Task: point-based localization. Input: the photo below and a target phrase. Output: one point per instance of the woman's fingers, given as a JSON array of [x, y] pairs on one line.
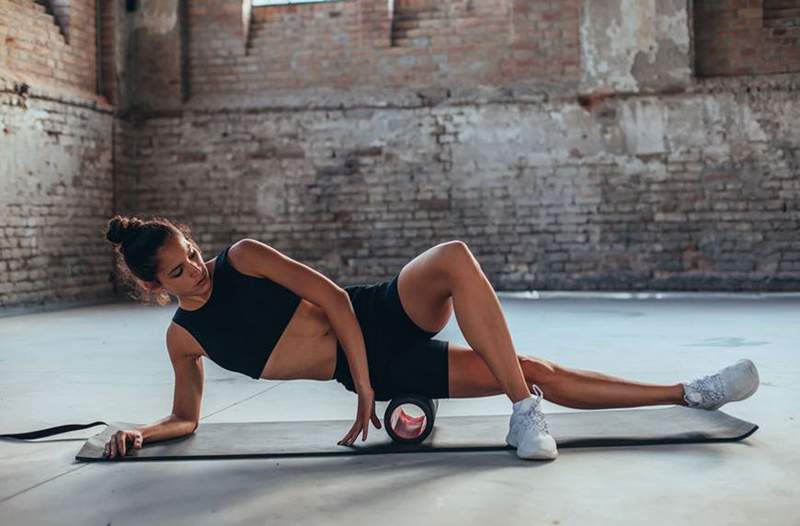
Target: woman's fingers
[[121, 443]]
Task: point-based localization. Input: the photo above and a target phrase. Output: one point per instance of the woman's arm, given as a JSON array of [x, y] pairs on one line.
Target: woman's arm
[[166, 428], [187, 363]]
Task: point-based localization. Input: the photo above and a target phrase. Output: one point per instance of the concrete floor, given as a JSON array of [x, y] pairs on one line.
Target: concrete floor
[[109, 363]]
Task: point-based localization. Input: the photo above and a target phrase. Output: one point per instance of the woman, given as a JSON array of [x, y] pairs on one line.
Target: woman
[[255, 311]]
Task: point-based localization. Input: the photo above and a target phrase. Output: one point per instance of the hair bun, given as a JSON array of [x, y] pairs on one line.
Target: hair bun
[[121, 228]]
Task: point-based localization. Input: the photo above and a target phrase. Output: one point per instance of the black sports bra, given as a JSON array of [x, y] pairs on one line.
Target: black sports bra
[[242, 320]]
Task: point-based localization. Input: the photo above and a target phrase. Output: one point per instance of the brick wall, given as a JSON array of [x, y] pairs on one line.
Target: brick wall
[[353, 138], [743, 37], [55, 196], [697, 192], [34, 49], [56, 185], [362, 44]]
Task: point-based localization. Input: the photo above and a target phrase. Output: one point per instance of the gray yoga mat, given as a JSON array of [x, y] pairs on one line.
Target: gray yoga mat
[[627, 427]]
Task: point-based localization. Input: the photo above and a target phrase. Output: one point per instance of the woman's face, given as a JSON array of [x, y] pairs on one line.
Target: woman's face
[[182, 271]]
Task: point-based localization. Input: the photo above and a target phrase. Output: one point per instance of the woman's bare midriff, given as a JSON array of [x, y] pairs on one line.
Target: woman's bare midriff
[[305, 350]]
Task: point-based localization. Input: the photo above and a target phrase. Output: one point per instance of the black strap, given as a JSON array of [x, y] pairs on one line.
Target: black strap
[[40, 433]]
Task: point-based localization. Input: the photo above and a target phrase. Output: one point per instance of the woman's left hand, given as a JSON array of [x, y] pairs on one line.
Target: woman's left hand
[[366, 412]]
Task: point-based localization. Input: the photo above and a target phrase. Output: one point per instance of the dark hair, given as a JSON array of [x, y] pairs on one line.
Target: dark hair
[[136, 243]]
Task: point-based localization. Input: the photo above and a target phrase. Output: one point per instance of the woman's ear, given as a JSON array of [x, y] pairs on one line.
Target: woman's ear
[[151, 286]]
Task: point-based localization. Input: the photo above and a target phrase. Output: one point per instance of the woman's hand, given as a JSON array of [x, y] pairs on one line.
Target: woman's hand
[[366, 412], [118, 444]]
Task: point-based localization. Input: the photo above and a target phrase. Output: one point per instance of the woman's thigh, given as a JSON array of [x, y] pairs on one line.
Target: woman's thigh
[[469, 375]]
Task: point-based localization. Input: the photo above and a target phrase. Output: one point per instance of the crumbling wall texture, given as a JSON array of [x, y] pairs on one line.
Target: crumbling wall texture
[[697, 192], [570, 143], [745, 37], [56, 173]]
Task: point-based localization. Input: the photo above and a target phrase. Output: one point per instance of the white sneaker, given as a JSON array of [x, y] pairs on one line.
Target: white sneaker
[[734, 382], [528, 431]]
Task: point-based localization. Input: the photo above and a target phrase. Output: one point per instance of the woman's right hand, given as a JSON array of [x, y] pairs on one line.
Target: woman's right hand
[[118, 444]]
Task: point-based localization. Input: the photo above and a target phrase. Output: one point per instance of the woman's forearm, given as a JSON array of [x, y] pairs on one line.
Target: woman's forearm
[[348, 332], [166, 428]]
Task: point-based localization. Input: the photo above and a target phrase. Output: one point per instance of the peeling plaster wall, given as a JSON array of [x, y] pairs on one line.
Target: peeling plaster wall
[[628, 175], [635, 45], [156, 56], [697, 191]]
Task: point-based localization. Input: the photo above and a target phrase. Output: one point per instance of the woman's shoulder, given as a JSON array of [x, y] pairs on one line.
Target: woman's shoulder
[[240, 256]]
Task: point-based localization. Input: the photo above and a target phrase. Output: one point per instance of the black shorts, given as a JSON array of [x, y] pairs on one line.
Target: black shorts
[[402, 358]]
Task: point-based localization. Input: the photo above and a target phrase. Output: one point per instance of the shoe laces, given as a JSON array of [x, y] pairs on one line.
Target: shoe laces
[[534, 416]]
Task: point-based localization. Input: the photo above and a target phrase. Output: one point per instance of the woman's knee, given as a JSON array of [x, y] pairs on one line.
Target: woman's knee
[[537, 370]]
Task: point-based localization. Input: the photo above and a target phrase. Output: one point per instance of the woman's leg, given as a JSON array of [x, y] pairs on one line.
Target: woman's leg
[[469, 376]]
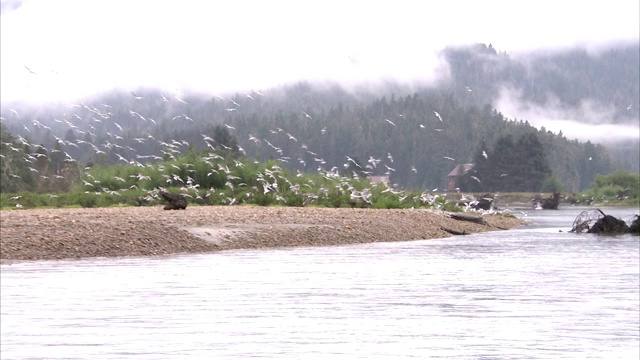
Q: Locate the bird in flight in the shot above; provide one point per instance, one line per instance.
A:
(29, 70)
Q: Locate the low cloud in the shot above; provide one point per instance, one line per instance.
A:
(589, 121)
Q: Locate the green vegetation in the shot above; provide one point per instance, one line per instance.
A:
(209, 178)
(621, 187)
(320, 144)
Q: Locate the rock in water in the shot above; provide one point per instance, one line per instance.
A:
(609, 225)
(175, 201)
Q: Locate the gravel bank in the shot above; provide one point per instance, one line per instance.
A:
(145, 231)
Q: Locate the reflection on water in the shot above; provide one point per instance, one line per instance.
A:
(528, 293)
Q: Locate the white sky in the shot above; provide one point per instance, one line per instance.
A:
(79, 47)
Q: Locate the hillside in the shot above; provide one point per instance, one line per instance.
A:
(416, 136)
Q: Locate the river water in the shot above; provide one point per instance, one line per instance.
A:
(530, 293)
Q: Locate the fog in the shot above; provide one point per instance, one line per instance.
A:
(590, 121)
(55, 50)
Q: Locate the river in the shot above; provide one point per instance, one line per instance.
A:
(535, 292)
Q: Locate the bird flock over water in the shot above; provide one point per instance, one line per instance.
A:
(273, 180)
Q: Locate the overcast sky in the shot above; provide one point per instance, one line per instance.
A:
(61, 49)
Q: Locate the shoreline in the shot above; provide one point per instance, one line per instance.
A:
(50, 234)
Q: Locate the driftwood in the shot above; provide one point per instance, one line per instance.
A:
(550, 203)
(609, 225)
(595, 221)
(453, 232)
(465, 217)
(635, 226)
(484, 203)
(175, 201)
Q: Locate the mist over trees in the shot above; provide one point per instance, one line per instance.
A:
(415, 136)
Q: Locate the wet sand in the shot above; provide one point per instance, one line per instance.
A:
(146, 231)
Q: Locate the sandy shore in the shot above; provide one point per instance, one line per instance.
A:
(145, 231)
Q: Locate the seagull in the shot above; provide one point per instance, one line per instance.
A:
(353, 161)
(29, 70)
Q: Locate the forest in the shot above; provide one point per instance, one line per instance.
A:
(413, 136)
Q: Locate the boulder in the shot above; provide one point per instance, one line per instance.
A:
(175, 201)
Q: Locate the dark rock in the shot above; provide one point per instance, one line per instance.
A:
(609, 225)
(635, 226)
(175, 201)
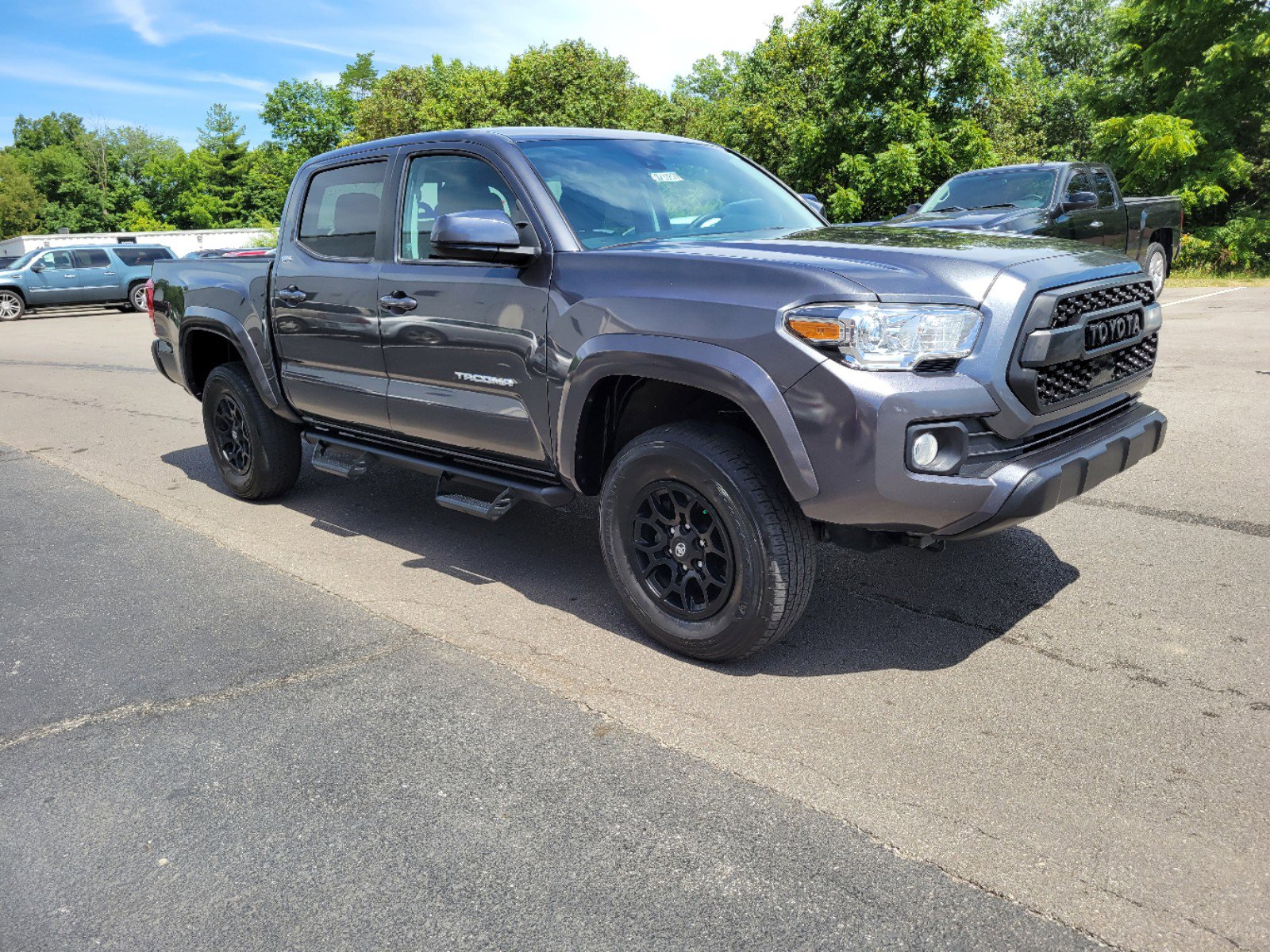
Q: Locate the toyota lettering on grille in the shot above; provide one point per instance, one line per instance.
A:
(1113, 330)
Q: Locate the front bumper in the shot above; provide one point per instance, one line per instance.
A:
(1037, 482)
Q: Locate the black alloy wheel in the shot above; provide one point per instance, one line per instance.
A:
(233, 440)
(256, 451)
(683, 549)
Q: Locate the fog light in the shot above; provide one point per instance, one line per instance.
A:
(926, 447)
(937, 448)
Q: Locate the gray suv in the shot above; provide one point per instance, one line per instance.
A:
(88, 274)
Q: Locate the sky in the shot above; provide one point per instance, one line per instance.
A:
(160, 63)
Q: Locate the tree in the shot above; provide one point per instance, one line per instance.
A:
(441, 95)
(222, 158)
(1187, 74)
(309, 117)
(868, 102)
(569, 84)
(21, 205)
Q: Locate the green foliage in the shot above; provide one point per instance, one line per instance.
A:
(1240, 245)
(21, 205)
(1187, 95)
(568, 84)
(868, 103)
(435, 97)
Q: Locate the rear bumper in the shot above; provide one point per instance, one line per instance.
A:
(1037, 482)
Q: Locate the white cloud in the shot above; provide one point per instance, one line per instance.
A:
(64, 75)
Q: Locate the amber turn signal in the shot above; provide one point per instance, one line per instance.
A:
(816, 332)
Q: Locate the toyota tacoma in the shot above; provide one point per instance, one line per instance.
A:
(531, 315)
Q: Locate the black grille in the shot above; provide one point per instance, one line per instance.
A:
(1066, 381)
(1072, 309)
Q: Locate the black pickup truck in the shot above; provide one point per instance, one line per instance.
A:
(539, 314)
(1079, 201)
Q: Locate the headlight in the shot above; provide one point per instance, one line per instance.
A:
(888, 336)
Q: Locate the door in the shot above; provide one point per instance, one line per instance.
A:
(1111, 213)
(324, 298)
(465, 343)
(98, 277)
(56, 282)
(1083, 224)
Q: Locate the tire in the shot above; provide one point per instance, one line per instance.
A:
(1157, 266)
(256, 451)
(12, 306)
(749, 526)
(137, 291)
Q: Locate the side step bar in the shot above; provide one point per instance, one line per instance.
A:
(508, 489)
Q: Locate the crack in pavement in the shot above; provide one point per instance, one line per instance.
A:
(1241, 526)
(156, 708)
(108, 367)
(93, 405)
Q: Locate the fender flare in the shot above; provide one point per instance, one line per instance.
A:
(210, 319)
(696, 365)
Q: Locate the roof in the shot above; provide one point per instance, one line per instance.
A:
(1020, 167)
(507, 133)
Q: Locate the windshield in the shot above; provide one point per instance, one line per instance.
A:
(25, 260)
(1026, 188)
(622, 190)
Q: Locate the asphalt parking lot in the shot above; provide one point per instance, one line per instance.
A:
(368, 721)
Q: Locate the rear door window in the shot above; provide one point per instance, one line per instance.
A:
(342, 211)
(1080, 182)
(59, 260)
(92, 258)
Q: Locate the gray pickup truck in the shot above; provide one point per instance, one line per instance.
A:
(1079, 201)
(539, 314)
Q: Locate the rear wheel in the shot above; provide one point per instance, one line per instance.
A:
(12, 306)
(1157, 267)
(257, 452)
(708, 550)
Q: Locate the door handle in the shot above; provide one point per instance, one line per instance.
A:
(291, 296)
(398, 302)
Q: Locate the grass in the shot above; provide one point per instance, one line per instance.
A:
(1199, 279)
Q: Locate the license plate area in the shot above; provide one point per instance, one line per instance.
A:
(1117, 329)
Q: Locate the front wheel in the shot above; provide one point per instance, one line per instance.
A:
(137, 298)
(257, 452)
(12, 306)
(1157, 267)
(706, 547)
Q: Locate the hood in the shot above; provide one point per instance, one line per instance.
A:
(895, 263)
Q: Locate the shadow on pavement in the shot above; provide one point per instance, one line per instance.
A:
(895, 609)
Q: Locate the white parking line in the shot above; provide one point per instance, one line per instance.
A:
(1200, 298)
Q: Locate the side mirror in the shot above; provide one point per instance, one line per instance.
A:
(812, 202)
(482, 235)
(1076, 201)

........

- [EXERCISE DESCRIPTION]: Begin at the line that has "Q: Locate the low" in the entries above; stop after the line that has "Q: Locate the river in". Transcribe exactly those lines and no others.

- [REPLY]:
Q: Locate the low cloud in the shot above; provide one point per instance, one line per instance.
A:
(589, 121)
Q: Locate the green vegetation in the shot above; provide one point per instance, one line per instance.
A:
(209, 178)
(621, 187)
(320, 144)
Q: Locate the rock in water in the shot above; provide one point per instance, one line per instance.
A:
(609, 225)
(175, 201)
Q: Locate the gravel bank in the shot above; provide one point per instance, one line per instance.
A:
(145, 231)
Q: Locate the reflection on water in the shot above; provide one point per instance, one line per instance.
A:
(528, 293)
Q: Locate the white sky in the shot above; provide one point per instance, one line per instance.
A:
(79, 47)
Q: Locate the hillside in the shot above; provide one point per instance, one line per instance.
A:
(416, 136)
Q: Locate the river water in the shot above; provide one point per instance, one line per instance.
A:
(530, 293)
Q: Locate the fog in the shot above; provide one point per instance, one line per instance.
A:
(590, 121)
(55, 50)
Q: Locate the river in the shot above; provide one point per instance, one line per instance.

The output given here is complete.